■ DATA
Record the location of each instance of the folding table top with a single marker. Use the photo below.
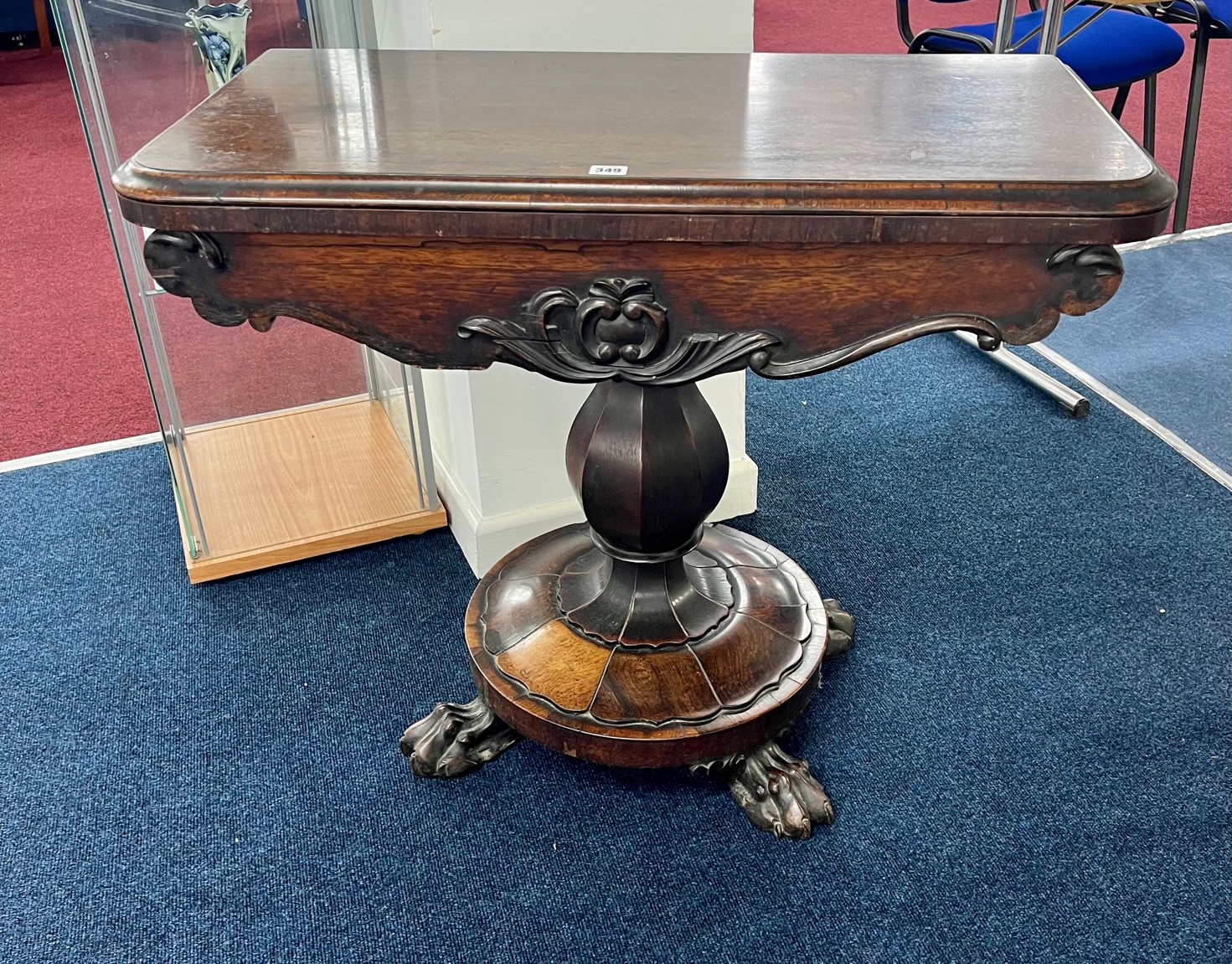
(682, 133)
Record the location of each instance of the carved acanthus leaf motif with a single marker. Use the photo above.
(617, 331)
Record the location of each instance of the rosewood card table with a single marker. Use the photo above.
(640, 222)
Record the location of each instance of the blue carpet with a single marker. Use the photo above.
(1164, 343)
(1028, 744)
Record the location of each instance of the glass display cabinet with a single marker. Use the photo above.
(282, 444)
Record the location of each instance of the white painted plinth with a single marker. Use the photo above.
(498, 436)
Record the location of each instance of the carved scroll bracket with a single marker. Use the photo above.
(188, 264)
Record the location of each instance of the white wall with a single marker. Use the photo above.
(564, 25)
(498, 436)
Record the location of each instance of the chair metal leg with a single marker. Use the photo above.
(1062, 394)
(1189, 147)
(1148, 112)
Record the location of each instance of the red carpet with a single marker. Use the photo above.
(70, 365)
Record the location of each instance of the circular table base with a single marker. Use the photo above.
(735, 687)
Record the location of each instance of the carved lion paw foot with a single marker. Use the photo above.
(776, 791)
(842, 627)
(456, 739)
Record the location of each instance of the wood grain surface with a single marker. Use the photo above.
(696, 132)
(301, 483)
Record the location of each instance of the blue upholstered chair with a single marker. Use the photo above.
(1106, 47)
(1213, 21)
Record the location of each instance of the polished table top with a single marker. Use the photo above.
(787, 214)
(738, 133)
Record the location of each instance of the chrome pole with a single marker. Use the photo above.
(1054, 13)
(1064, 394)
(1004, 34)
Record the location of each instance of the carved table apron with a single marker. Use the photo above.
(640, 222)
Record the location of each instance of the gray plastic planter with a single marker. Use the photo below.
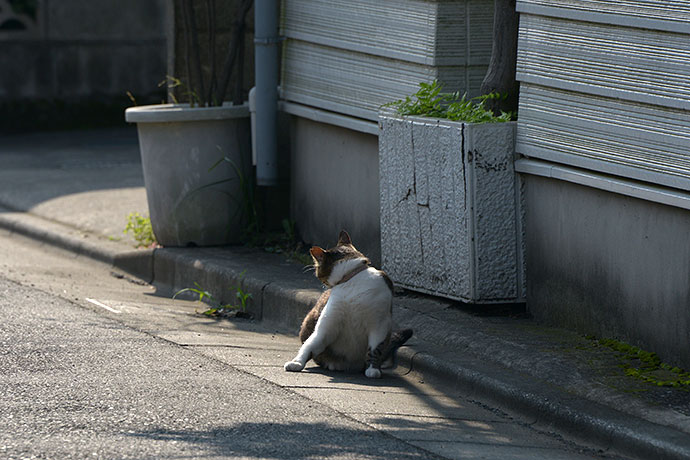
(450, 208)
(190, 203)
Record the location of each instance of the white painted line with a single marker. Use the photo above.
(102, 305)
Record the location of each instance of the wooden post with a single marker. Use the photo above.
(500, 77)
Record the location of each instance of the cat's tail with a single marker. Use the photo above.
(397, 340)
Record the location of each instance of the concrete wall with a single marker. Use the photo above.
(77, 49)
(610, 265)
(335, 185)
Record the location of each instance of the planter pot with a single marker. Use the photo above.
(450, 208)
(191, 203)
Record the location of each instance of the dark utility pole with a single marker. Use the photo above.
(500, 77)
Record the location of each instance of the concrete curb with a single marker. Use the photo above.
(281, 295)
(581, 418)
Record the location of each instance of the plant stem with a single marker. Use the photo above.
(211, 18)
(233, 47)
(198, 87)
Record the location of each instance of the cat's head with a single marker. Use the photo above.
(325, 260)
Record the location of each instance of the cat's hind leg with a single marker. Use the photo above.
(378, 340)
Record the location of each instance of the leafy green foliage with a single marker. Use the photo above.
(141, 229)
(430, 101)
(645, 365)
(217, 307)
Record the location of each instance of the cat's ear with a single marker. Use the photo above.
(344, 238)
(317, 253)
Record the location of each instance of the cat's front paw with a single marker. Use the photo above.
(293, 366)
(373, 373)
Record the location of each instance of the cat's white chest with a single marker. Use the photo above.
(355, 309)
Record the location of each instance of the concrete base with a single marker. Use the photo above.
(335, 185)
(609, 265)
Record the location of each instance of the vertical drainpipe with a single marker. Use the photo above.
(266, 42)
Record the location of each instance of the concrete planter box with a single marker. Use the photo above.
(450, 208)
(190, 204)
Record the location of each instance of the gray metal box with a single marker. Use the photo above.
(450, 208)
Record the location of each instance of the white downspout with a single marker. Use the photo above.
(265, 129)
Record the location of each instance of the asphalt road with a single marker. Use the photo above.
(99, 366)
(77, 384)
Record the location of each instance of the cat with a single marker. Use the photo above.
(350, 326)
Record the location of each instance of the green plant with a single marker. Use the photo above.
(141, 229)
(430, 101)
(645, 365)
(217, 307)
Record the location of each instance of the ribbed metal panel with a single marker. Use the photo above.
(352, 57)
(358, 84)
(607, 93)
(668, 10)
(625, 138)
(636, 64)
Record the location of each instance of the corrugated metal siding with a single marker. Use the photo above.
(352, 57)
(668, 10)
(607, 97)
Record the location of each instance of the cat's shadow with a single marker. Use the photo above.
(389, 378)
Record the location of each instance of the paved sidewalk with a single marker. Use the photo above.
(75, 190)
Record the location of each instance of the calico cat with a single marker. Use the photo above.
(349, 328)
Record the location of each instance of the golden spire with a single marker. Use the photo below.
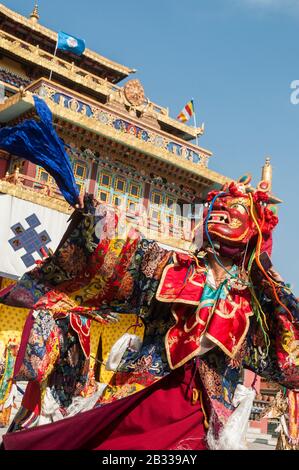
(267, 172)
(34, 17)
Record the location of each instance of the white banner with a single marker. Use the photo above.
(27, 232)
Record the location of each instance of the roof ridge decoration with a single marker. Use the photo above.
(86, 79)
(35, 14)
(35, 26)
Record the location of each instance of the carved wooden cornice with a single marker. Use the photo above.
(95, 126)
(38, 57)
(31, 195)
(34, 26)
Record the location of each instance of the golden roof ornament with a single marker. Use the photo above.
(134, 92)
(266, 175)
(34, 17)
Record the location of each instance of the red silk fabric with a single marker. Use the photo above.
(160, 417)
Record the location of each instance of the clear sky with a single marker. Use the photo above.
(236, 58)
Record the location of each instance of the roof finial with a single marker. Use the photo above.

--

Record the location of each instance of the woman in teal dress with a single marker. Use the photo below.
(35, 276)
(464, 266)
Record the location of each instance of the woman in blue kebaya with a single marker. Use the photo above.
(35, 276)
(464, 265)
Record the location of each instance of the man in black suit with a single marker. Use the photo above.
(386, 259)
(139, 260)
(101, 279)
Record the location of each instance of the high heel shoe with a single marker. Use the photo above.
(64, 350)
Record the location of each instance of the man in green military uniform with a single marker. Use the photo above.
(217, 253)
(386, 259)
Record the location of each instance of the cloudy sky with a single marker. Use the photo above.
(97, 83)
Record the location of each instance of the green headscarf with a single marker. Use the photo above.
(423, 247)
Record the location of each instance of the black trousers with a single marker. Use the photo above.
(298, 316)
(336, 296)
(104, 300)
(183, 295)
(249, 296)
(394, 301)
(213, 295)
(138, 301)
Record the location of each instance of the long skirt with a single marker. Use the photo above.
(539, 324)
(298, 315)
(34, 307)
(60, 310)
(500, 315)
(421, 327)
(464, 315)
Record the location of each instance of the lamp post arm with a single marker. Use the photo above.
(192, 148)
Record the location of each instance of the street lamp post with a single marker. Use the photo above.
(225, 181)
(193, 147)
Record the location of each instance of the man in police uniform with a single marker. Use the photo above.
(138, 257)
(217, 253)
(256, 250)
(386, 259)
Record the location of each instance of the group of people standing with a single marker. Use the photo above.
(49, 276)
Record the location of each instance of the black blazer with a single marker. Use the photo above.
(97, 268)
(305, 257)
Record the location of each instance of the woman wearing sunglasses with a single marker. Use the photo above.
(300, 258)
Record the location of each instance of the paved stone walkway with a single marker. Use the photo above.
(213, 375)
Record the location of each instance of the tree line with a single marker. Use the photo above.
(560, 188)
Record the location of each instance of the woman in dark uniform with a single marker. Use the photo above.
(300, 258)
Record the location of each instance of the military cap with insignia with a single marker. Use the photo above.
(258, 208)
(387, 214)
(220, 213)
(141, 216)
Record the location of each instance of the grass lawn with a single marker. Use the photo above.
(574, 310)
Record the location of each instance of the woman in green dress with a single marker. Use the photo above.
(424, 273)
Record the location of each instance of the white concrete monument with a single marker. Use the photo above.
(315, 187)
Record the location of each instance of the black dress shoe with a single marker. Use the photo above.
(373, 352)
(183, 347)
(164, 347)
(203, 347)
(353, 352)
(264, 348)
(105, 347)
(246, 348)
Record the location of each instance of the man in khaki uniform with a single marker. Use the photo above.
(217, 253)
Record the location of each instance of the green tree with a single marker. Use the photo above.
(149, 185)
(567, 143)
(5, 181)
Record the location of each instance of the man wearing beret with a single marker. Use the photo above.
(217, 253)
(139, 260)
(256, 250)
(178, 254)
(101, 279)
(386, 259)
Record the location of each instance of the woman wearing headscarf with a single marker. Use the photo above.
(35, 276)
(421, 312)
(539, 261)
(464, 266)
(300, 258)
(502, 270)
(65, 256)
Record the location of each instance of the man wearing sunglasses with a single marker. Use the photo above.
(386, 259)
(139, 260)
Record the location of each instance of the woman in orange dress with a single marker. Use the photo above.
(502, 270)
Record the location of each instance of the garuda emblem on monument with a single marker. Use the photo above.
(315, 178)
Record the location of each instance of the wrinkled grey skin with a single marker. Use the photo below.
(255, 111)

■ WORK TO COMPLETE
Please locate every line in the material that contains the word "sunglasses" and copy each of those lines, treating uppercase and lowercase as different.

■ REPLY TO THE EXERCISE
Record the location of each instance of the woman wearing sunglasses with a single marker. Use the photo above.
Record the location of each instance of the man wearing sunglasses with a single marker. Use the photo above.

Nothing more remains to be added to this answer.